Point-based annotation data:
********

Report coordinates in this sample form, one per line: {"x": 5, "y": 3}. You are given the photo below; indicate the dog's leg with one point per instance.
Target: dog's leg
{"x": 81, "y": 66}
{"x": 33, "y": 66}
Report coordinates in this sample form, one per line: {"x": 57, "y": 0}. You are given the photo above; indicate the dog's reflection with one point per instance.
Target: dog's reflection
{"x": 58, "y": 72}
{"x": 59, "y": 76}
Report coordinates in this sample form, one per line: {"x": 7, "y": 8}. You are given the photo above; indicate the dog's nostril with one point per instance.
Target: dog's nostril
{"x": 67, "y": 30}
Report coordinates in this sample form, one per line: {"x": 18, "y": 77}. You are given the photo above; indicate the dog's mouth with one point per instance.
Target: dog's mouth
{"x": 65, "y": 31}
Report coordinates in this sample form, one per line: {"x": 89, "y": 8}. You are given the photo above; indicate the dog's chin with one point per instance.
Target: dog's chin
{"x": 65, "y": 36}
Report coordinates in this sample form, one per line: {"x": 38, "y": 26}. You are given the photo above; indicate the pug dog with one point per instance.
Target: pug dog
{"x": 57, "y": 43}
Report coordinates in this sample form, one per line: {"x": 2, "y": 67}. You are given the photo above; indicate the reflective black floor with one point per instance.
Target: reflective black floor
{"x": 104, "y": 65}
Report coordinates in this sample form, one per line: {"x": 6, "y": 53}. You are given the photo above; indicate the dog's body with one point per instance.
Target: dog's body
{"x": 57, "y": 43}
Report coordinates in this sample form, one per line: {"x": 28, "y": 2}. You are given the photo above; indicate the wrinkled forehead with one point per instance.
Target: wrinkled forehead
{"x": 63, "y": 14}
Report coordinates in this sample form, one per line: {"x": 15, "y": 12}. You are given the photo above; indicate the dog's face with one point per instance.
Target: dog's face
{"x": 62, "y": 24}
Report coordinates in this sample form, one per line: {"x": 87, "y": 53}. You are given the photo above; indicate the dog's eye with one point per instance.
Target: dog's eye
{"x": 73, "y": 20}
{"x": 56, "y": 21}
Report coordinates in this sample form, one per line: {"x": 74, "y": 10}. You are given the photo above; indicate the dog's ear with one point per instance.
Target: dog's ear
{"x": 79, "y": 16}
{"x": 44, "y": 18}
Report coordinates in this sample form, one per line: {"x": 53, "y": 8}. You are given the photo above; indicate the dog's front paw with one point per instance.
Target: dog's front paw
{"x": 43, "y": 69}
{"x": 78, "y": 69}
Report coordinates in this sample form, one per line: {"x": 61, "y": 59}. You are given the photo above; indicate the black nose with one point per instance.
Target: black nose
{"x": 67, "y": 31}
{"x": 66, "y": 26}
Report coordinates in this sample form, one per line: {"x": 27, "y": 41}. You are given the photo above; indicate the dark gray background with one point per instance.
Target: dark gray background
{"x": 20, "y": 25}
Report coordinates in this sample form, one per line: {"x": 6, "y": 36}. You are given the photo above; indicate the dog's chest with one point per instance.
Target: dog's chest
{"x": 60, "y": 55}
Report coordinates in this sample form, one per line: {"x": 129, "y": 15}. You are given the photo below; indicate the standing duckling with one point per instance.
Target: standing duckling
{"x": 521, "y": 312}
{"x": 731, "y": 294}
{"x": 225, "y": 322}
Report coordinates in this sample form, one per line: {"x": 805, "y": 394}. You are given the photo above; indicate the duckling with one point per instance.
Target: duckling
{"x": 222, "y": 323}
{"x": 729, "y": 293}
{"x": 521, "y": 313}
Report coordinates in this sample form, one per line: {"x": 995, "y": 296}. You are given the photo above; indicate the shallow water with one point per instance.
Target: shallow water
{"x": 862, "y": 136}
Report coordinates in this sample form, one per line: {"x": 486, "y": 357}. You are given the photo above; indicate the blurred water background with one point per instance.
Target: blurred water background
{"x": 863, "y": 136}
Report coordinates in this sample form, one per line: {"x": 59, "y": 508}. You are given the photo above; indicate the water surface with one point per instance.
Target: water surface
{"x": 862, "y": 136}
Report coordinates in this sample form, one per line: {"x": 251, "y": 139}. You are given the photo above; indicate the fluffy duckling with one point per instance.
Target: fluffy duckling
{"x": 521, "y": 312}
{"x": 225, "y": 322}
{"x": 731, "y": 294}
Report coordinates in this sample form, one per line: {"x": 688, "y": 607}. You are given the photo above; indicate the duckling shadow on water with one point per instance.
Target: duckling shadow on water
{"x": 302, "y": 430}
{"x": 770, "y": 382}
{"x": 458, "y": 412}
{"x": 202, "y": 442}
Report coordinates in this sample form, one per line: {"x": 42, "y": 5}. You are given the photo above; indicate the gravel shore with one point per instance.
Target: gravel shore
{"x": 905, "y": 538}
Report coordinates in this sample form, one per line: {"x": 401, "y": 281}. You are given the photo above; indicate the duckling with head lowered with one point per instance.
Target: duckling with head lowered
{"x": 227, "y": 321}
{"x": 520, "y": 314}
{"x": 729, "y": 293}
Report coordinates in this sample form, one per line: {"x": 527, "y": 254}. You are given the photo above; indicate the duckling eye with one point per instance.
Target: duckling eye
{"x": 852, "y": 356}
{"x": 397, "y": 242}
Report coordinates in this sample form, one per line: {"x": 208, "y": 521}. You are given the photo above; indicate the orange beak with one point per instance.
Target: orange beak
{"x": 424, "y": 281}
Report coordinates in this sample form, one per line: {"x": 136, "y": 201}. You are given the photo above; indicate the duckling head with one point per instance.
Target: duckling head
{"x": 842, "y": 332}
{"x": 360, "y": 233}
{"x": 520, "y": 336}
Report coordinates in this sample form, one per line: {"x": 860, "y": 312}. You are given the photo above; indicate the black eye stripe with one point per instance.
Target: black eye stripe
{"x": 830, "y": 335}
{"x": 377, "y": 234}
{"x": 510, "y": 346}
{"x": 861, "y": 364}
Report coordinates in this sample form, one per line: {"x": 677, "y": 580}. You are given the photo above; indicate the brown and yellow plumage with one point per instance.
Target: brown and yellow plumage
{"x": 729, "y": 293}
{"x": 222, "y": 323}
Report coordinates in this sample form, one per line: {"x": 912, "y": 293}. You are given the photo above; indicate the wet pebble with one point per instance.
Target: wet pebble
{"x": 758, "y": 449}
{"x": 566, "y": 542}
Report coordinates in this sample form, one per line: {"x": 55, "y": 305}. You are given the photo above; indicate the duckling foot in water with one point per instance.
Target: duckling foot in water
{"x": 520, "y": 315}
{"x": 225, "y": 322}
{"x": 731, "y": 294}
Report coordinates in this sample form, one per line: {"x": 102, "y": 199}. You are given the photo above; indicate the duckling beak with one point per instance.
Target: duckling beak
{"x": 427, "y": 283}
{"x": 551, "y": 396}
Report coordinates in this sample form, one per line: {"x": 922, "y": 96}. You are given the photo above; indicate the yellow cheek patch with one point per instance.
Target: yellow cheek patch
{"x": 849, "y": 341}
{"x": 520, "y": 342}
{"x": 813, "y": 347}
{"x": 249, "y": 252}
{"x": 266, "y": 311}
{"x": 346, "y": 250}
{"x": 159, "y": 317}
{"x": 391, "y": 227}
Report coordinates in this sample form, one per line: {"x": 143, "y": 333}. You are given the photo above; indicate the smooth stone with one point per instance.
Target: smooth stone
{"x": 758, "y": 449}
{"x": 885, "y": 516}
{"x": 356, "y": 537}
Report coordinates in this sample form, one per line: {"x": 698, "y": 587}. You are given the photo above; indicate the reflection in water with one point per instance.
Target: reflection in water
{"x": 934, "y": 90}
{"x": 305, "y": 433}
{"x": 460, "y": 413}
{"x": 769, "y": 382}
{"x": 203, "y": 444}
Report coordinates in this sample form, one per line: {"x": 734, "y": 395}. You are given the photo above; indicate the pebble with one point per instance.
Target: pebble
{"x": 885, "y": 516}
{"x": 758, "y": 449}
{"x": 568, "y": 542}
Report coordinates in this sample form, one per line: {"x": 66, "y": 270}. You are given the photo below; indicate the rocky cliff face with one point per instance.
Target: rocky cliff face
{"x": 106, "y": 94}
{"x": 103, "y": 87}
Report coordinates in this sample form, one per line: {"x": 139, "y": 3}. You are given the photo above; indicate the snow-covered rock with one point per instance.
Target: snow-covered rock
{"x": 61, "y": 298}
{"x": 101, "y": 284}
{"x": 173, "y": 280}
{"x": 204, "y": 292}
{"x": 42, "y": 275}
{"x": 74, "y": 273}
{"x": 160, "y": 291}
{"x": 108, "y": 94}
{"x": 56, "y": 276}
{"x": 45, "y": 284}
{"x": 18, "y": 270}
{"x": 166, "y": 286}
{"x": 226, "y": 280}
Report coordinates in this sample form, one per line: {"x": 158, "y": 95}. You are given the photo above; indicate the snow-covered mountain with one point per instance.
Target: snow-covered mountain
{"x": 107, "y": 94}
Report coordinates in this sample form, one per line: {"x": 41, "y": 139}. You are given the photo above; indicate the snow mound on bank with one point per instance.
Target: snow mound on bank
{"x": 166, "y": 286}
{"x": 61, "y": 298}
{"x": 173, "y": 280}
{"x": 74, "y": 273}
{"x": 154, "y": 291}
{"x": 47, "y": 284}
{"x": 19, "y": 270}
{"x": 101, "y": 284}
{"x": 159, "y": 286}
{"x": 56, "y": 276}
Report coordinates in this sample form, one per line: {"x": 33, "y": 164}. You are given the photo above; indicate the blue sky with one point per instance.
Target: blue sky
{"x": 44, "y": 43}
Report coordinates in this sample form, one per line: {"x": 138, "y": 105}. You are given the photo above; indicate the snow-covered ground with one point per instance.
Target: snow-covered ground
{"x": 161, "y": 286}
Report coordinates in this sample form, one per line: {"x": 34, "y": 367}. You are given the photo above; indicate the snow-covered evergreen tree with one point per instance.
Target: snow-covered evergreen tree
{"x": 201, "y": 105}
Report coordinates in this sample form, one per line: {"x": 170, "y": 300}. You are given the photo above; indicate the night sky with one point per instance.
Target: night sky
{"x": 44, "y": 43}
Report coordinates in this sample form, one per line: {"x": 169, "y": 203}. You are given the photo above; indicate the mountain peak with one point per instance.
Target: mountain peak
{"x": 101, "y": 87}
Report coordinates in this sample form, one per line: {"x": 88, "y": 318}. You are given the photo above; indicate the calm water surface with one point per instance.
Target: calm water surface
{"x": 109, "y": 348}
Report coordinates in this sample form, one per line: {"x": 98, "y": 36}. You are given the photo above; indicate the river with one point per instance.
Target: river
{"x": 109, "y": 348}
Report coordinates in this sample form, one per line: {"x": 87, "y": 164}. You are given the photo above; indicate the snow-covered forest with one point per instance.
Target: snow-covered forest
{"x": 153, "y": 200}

********

SET PROBLEM: Copy out word for word the lines of the data from the one containing "snow-covered ground with one point per instance." through the end of the data, inclusive.

WRITTEN RESPONSE:
Report coordinates in this sample form, one per line: {"x": 138, "y": 105}. You are given the photo above; indicate the snow-covered ground with one point per instance.
Target: snow-covered ground
{"x": 161, "y": 286}
Report coordinates in this sample form, one per line: {"x": 34, "y": 367}. You are given the photo above; indicate the snow-covered evergreen tree with one point per instance.
Target: snow-covered evergreen tree
{"x": 201, "y": 105}
Report coordinates in this sample form, one per line: {"x": 170, "y": 300}. You are given the photo above; indicate the night sky with one point per instance.
Target: night sky
{"x": 44, "y": 43}
Report coordinates in this sample form, one per line: {"x": 169, "y": 203}. You are given the photo above; indicate the mountain peak with one point per instance.
Target: mountain peak
{"x": 101, "y": 87}
Report coordinates in this sample form, one per line: {"x": 88, "y": 318}. You are given the photo above; indicate the calm water surface with one point per instance.
Target: calm water surface
{"x": 109, "y": 348}
Report coordinates in this sample form, one per line: {"x": 98, "y": 36}. You are given the photo above; indicate the river with one point per instance.
Target: river
{"x": 109, "y": 348}
Report coordinates in this sample form, one per line: {"x": 87, "y": 164}. You are given the photo above; indicate the snow-covered forest with one point per instance.
Target: snow-covered forest
{"x": 153, "y": 200}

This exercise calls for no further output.